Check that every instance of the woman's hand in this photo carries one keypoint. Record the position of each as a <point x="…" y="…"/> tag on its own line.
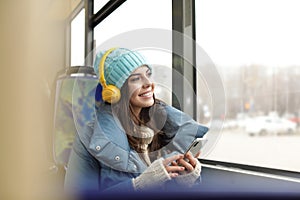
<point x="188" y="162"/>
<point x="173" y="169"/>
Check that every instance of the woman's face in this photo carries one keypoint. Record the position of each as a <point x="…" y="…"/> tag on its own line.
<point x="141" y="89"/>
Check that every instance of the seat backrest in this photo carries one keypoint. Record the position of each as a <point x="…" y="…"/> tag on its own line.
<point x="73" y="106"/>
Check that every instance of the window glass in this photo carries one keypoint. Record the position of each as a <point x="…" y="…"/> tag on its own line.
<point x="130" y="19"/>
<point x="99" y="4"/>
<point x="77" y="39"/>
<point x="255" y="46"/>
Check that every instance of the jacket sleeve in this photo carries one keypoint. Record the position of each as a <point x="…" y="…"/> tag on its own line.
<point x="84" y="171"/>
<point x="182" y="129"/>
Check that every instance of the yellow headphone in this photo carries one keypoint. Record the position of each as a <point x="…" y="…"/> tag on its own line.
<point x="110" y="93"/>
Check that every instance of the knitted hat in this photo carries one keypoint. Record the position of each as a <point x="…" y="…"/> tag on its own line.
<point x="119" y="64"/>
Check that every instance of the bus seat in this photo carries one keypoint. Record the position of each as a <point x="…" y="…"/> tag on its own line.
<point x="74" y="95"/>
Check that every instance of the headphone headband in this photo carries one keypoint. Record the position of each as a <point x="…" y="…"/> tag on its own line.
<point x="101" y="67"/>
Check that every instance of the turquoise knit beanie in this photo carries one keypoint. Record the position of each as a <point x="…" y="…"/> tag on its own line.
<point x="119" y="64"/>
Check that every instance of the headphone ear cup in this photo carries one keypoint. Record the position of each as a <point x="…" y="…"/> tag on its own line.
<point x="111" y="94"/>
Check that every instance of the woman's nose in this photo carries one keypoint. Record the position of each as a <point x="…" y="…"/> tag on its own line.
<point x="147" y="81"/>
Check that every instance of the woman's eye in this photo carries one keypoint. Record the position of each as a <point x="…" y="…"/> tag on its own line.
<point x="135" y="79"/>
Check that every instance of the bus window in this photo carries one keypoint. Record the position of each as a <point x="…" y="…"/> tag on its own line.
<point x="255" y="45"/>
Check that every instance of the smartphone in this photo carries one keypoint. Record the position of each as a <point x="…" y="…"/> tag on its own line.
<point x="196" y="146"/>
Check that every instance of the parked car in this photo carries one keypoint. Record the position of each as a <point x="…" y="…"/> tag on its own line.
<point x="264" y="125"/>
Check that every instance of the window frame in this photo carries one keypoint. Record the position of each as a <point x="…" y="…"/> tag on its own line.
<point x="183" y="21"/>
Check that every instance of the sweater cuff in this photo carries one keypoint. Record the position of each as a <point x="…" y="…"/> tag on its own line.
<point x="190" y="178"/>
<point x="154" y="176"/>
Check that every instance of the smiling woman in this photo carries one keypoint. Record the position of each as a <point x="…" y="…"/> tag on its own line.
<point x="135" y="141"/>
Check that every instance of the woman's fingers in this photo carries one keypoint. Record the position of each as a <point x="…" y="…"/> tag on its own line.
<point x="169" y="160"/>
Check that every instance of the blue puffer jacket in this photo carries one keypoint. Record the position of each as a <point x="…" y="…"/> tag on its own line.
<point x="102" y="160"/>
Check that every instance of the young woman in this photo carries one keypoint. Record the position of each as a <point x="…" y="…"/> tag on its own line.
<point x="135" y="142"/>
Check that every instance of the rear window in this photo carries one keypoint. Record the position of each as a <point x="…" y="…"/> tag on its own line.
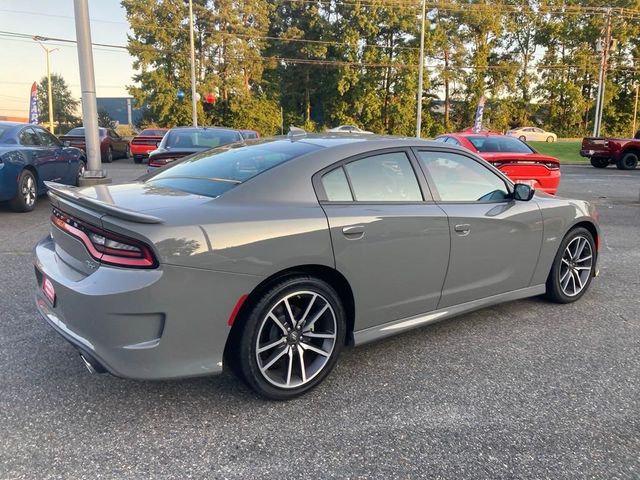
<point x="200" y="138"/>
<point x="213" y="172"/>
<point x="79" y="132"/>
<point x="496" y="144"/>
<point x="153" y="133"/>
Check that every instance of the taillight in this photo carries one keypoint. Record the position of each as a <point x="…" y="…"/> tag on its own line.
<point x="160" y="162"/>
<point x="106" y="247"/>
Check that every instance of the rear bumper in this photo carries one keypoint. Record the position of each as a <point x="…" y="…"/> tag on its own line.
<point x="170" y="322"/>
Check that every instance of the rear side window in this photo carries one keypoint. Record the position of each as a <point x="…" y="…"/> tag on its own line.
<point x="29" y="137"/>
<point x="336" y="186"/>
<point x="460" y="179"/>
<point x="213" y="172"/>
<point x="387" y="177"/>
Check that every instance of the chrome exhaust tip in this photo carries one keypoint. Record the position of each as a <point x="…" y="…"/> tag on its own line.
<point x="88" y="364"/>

-----

Challenge.
Copy every entry word for word, but omit the pictures.

Result of this exercise.
Check that every instance of the woman's hand in this photo carries one keypoint. Record the position of each as a <point x="…" y="…"/> tag on its own line.
<point x="188" y="162"/>
<point x="173" y="169"/>
Check that every instance of the woman's face in this photo carries one keypoint. Record the position of each as a <point x="…" y="…"/> tag on its own line.
<point x="141" y="89"/>
Check that every instance of the seat backrest in this photo carries one keypoint. Record the position of each as a <point x="…" y="…"/> tag on its own line.
<point x="73" y="106"/>
Check that every instance of the window glass in this photo carries one keypoint. Record the position of each as a <point x="…" y="…"/> tag on its own line.
<point x="130" y="19"/>
<point x="99" y="4"/>
<point x="77" y="39"/>
<point x="255" y="46"/>
Check that every instance of the jacket sleeve in this photo carries one keypoint. Record the position of each as a <point x="…" y="…"/> tag on its own line.
<point x="84" y="171"/>
<point x="182" y="129"/>
Check that every instance of the yellow headphone in this photo carries one keypoint. Record the position of each as a <point x="…" y="…"/> tag on its own line.
<point x="110" y="93"/>
Check that every instance of the knitted hat in this photo carries one keypoint. Record the position of each as a <point x="…" y="…"/> tag on its own line.
<point x="119" y="64"/>
Check that every instance of the bus seat in this photo carries one keypoint. Record the position of each as a <point x="…" y="…"/> tag on its own line.
<point x="74" y="95"/>
Check that every instance of the headphone headband in this photo carries one keypoint. Record the position of each as a <point x="…" y="…"/> tag on its own line.
<point x="101" y="67"/>
Check that every instance of the turquoise knit beanie in this photo carries one keypoint. Record the position of each as a <point x="…" y="…"/> tag on its own line.
<point x="119" y="64"/>
Check that every instance of the headphone ear cup in this photo carries one keypoint. Record the position of each as a <point x="…" y="…"/> tag on its own line.
<point x="111" y="94"/>
Check that every instance of the woman's nose in this photo carries one keypoint. Record the position of each as a <point x="…" y="…"/> tag on its own line.
<point x="147" y="81"/>
Check that every instance of the woman's eye in this photo carries one keypoint. Record the position of each as a <point x="…" y="…"/> tag on its own line.
<point x="135" y="79"/>
Check that every instance of the bus window in this photo carries one keypoint. Record the position of each as a <point x="…" y="…"/> tag on its own line.
<point x="255" y="45"/>
Check that every instance of the smartphone in this photo carries one keypoint. Record the position of each as a <point x="…" y="…"/> tag on its own line.
<point x="196" y="146"/>
Check that every instance of the parked car in this photo carries one keypoint. Record the position of each as a <point x="…" y="…"/> tag on its own line.
<point x="264" y="125"/>
Check that every instance of the window frame in this photo carries one keypoint. Record the position of each as a <point x="…" y="…"/> tag on its own line.
<point x="183" y="21"/>
Check that every instance of the sweater cuff in this photo carries one keypoint. Record the position of each as a <point x="…" y="…"/> tag on its own line.
<point x="190" y="178"/>
<point x="154" y="176"/>
Check that every instance of the smiling woman in this photo carries one keypoint. Record the position of each as a <point x="…" y="…"/> tag on its own line.
<point x="135" y="141"/>
Check that every instance of the woman's fingers in this photo carries one keypoint. Record the position of each as a <point x="…" y="…"/> tag on its own line.
<point x="169" y="160"/>
Check that every instance of the blue puffer jacket in this photo carries one keypoint. Record the position of each as a <point x="…" y="…"/> tag on its own line.
<point x="102" y="160"/>
Check that every instance of the young woman in this photo carries one keypoint. Record the position of each as a <point x="…" y="…"/> tag on its own line.
<point x="135" y="142"/>
Check that every instance of the rear window in this photo carries one keypoint. Record the position of each as a <point x="…" y="…"/> tag on its own line.
<point x="200" y="138"/>
<point x="213" y="172"/>
<point x="79" y="132"/>
<point x="496" y="144"/>
<point x="153" y="133"/>
Check that every instance of the taillight in this photo carries one keypoint. Record the position of each as a <point x="…" y="…"/> tag on its own line.
<point x="160" y="162"/>
<point x="106" y="247"/>
Check that every instance of the rear bumper in this photo carries one keypoint. Record the position of each as a <point x="…" y="…"/> tag on its own line.
<point x="170" y="322"/>
Check that every instance of the rear side window in this photo carries one keypoint. Record the position of each as a <point x="…" y="…"/> tag on its own line.
<point x="29" y="137"/>
<point x="336" y="186"/>
<point x="460" y="179"/>
<point x="213" y="172"/>
<point x="387" y="177"/>
Check that every instance of the chrome exhaust tip in this photo carries one keypoint. Record the position of each as a <point x="…" y="…"/> tag on its own line.
<point x="88" y="364"/>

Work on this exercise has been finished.